(Region pointing data)
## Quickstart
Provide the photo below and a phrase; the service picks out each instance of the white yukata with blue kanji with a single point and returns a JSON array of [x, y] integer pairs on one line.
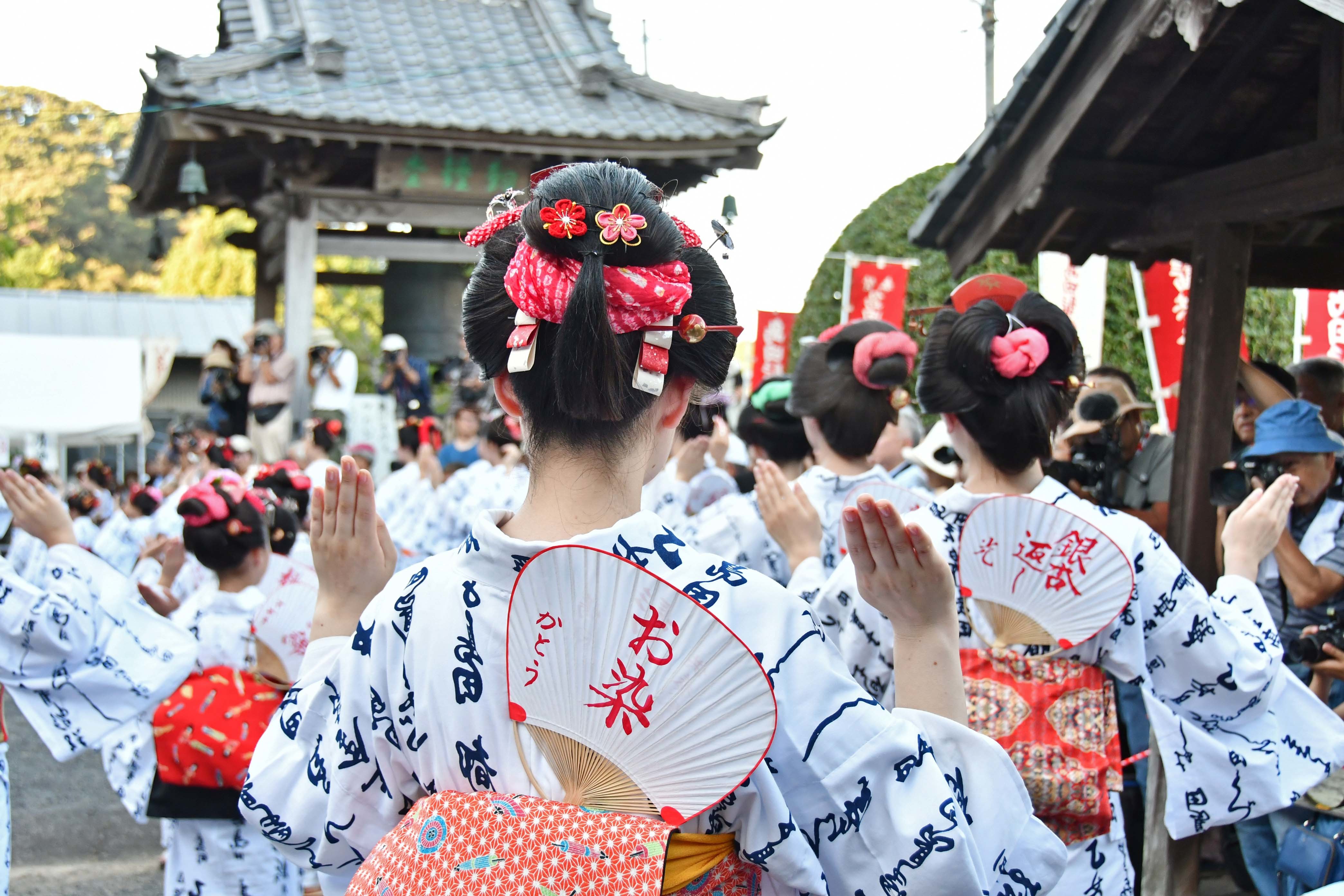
[[81, 655], [733, 527], [851, 797], [203, 856], [1240, 734]]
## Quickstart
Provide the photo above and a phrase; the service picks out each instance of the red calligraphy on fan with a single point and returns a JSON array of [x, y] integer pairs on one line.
[[1068, 559], [621, 698], [648, 641], [546, 622]]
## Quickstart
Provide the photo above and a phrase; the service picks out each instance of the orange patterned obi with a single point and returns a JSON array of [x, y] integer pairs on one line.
[[487, 844], [1057, 721]]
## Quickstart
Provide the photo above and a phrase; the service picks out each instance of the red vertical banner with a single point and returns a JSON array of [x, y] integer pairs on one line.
[[775, 330], [1166, 294], [1323, 324], [878, 292]]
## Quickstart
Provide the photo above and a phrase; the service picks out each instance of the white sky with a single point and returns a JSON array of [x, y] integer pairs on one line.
[[874, 92]]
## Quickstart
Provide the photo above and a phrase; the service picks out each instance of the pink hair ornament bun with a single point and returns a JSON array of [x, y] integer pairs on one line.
[[877, 347], [1019, 354]]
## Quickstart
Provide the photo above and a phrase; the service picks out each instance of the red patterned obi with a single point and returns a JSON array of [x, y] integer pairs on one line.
[[1057, 719], [487, 844]]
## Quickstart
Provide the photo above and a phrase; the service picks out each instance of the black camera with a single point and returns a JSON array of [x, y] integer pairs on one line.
[[1230, 487], [1095, 460], [1311, 648]]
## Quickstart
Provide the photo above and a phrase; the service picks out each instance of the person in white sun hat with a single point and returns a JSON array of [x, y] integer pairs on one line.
[[405, 377]]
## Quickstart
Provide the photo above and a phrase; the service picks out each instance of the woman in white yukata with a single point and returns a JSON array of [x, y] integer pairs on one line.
[[80, 655], [405, 696], [842, 390], [226, 530], [1240, 737]]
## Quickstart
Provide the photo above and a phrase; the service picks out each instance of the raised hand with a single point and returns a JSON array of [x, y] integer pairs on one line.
[[353, 551], [37, 511], [720, 443], [901, 575], [1255, 527], [789, 516]]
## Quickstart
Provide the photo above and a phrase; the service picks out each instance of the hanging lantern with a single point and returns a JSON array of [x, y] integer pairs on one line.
[[191, 179], [730, 209]]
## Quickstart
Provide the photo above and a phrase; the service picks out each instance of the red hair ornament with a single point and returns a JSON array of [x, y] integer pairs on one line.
[[877, 347], [1019, 354]]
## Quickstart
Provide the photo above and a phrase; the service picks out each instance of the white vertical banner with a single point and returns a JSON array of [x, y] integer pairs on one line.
[[1081, 292], [1300, 338]]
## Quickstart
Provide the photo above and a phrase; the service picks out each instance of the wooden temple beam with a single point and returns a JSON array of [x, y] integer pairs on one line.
[[1154, 97], [1221, 258], [1330, 103], [1023, 167], [1230, 77]]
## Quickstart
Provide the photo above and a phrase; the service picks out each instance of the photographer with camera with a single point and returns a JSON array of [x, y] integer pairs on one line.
[[405, 377], [332, 371], [269, 370], [1108, 456]]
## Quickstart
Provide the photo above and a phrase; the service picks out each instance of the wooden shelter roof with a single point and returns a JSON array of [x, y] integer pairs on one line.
[[1119, 139]]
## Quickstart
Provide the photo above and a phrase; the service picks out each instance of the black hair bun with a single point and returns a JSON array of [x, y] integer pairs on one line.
[[1013, 418]]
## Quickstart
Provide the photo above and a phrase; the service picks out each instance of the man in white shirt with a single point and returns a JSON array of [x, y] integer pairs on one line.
[[332, 371]]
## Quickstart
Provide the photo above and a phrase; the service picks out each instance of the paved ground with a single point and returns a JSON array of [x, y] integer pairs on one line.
[[70, 833]]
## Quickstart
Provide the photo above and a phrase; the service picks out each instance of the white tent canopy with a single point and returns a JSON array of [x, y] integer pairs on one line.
[[77, 387]]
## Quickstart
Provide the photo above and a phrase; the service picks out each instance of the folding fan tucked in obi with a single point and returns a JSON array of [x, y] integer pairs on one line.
[[639, 698], [904, 500], [1041, 574]]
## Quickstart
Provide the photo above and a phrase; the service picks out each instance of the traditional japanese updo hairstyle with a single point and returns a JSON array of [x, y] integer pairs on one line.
[[101, 475], [846, 381], [765, 422], [146, 499], [224, 523], [1011, 394], [289, 485], [580, 393], [82, 503]]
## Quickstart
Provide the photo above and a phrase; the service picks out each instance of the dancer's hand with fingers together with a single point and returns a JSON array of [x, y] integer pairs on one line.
[[902, 577], [37, 511], [353, 551], [789, 516]]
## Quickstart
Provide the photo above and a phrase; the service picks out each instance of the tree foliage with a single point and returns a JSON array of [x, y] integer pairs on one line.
[[66, 219], [881, 230]]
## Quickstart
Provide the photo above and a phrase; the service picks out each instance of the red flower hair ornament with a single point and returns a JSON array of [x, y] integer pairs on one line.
[[565, 219]]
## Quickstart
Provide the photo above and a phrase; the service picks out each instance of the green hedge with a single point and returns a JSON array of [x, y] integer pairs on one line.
[[881, 230]]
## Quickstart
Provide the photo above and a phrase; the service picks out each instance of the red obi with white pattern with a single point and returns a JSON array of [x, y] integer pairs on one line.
[[487, 844], [1057, 721]]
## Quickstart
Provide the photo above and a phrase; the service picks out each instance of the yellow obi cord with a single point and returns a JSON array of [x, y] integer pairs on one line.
[[691, 856]]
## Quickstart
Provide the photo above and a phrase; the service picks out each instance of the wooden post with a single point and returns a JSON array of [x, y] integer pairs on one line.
[[1330, 101], [265, 292], [300, 283], [1221, 258]]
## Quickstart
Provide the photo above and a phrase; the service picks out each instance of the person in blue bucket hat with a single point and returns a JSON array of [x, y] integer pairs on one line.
[[1300, 581], [1305, 574]]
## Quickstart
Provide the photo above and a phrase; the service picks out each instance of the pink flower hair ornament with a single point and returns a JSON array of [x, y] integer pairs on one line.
[[1019, 354], [620, 225], [877, 347]]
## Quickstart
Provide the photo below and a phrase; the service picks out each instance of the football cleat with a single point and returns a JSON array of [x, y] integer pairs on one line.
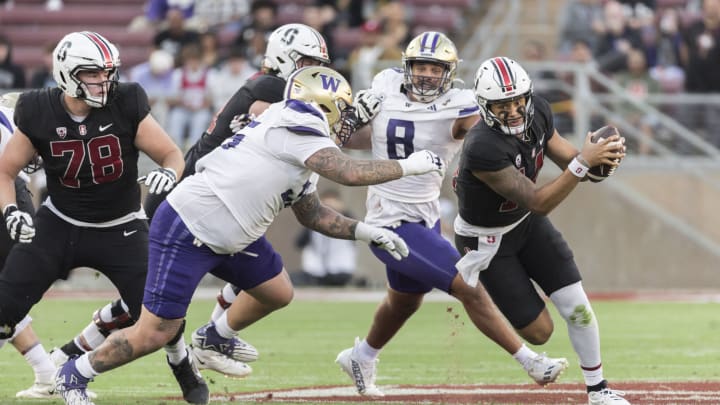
[[71, 385], [212, 360], [606, 396], [362, 373], [193, 386], [38, 390], [207, 338], [545, 370]]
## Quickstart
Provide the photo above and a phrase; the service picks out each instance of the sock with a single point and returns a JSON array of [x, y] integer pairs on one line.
[[176, 351], [82, 364], [524, 355], [222, 327], [593, 376], [41, 364], [597, 387], [71, 348], [365, 352], [573, 305]]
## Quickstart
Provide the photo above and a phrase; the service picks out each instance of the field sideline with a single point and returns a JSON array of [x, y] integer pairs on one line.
[[653, 344]]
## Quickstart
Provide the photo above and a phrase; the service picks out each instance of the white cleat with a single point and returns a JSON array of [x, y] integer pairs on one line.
[[607, 397], [38, 391], [212, 360], [363, 374], [545, 370]]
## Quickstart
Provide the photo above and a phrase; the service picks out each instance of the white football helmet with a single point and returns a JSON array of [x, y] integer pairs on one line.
[[291, 42], [432, 47], [81, 51], [499, 80], [330, 92]]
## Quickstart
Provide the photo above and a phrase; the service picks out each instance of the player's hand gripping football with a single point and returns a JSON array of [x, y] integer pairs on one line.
[[382, 238], [606, 151], [20, 225], [160, 180], [422, 162], [367, 105]]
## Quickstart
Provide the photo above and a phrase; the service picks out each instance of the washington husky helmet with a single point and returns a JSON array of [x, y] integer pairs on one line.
[[328, 90], [81, 51], [499, 80], [290, 43], [431, 47]]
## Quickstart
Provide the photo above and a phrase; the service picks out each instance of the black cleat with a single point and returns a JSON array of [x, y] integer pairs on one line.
[[193, 386]]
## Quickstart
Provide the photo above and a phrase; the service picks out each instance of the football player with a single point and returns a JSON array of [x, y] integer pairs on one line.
[[288, 146], [409, 109], [24, 339], [290, 47], [502, 225], [89, 132]]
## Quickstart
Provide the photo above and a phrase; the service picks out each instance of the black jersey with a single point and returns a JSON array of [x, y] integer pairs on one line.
[[90, 166], [489, 149], [263, 87]]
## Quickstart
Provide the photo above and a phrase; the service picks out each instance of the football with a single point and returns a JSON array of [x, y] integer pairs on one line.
[[601, 172]]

### ABOUT THIS EXERCISE:
Would you return, unchanged, the lines from the one containing "the football player" through the end of the entries?

### EXERCISE RESPONSE:
Provide the photo above and a phrase; the service picks out each instance of the football player with a single point and returns a JSON array of [x, y] integer pairs on one line.
[[288, 146], [409, 109], [24, 339], [290, 47], [502, 225], [89, 132]]
## Quickstart
Provide the photo above and a phrase; the service picks out each instance of the black jersey with a single point and returns a JSON array of [x, y] integer pairs on one line.
[[90, 166], [489, 149], [263, 87]]
## Quickstart
Provide the photo above and a phrase; the service picks out each instance of the football with a single point and returns a JSON array of [x, y] integer pairs on one line.
[[601, 172]]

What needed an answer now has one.